**Reading passage:**
++++++++++
It seemed like a good idea to hitchhike back to Portrush so I fired up my Ipod to the Whitechoclatespaceegg album and stood outside the Bushmills elementary school where A2 heads off to Portrush. The funny thing about hitchhiking in the rain is watching the cars go by. Most people look the other way, as if they don’t notice you’re there. This is probably what we all do when we see homeless people on the street. When someone acknowledges you, it is always from a full car. The father of the group gestures through the windshield that all the seats are taken, shrugging his shoulders guiltlessly. The poor souls with empty cars just have to look away. After a while this provides a perverse amusement because the folks behind the windshield wipers are clearly more uncomfortable about the whole thing then me under my trusty Patagonia rain jacket.

It’s always hard to know when to give up when you’re hitchhiking in the rain. I got some indication it might be a doomed effort by a trio of drivers who made a pointing gesture as they passed, seemingly indicating I should wait somewhere else but maybe using some Irish hitchhiking sign-language for “Sorry, you poor chump.”

After a half hour I decided I’d head into town as soon a certain song came on. I had already noticed how many compact cars here are red, I’d already smiled at the thought that the passing Porsche might stop for me, and decided that some of the girls who work in town must be driving home soon. I had decided the passing black Audi would be a nice choice for a chariot home.

Then the black Audi stopped and the steel fitter who drove it brought me five miles down the road to Portrush and wished me well.

In the evening I was hungry so I went to Marino’s which passes as a supermarket. Cooking for one mouth is a challenge, but Marino’s has a solution. In the sparse cooler are a few stacks of Microwave dinners. Chicken Madras for 2.89 pounds seemed like a fair choice. I paced around the store feeling somehow uncomfortable. Finally I grabbed the plastic tray of fake Indian food and headed for the check-out register. I felt like I should buy something else just cause. It was like buying condoms, you want to pad your basket with gum or contact solution or dental floss just so they know there’s more to you than that one thing. Because you know they can picture you using that one item in your basket. You know they can see you alone at the table, jabbing at your steaming soggy rice. You want to tell them you don’t do this often, just tonight and last night. Tomorrow you’ll be back in Belfast with people you know and it won’t be raining and you won’t be on the side of the road looking for someone to pick you up. But then you realize it’s okay, she’s probably more uncomfortable about the whole thing than you.
++++++++++
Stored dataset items

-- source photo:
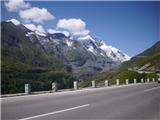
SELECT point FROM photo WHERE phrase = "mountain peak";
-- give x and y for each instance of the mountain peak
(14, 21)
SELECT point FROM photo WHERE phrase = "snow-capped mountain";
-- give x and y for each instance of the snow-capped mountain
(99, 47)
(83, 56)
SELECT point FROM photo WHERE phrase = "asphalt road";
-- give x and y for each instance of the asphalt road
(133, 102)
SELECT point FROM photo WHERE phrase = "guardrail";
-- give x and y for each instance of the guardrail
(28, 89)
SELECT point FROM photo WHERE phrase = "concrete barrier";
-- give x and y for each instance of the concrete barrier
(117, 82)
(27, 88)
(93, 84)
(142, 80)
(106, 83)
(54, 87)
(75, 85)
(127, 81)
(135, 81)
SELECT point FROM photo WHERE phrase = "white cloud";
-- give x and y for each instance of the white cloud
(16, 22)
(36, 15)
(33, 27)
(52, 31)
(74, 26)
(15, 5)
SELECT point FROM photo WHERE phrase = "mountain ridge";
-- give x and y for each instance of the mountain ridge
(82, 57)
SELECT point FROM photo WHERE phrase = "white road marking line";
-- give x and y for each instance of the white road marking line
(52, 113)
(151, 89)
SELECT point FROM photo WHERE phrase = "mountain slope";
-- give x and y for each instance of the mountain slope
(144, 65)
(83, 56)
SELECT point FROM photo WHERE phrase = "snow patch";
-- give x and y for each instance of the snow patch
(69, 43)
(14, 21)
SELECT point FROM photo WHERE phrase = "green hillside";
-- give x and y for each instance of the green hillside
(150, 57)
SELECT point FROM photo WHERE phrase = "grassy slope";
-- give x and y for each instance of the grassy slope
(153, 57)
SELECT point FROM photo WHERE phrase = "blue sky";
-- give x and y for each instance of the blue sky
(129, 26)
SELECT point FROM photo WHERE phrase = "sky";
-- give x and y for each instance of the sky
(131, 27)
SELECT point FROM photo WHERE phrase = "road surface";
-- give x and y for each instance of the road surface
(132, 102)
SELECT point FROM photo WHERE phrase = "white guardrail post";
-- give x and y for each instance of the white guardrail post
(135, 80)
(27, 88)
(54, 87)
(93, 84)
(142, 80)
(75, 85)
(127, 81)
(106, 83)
++++++++++
In the hitchhiking account, what was the job of the driver who stopped the black Audi?

He was a steel fitter.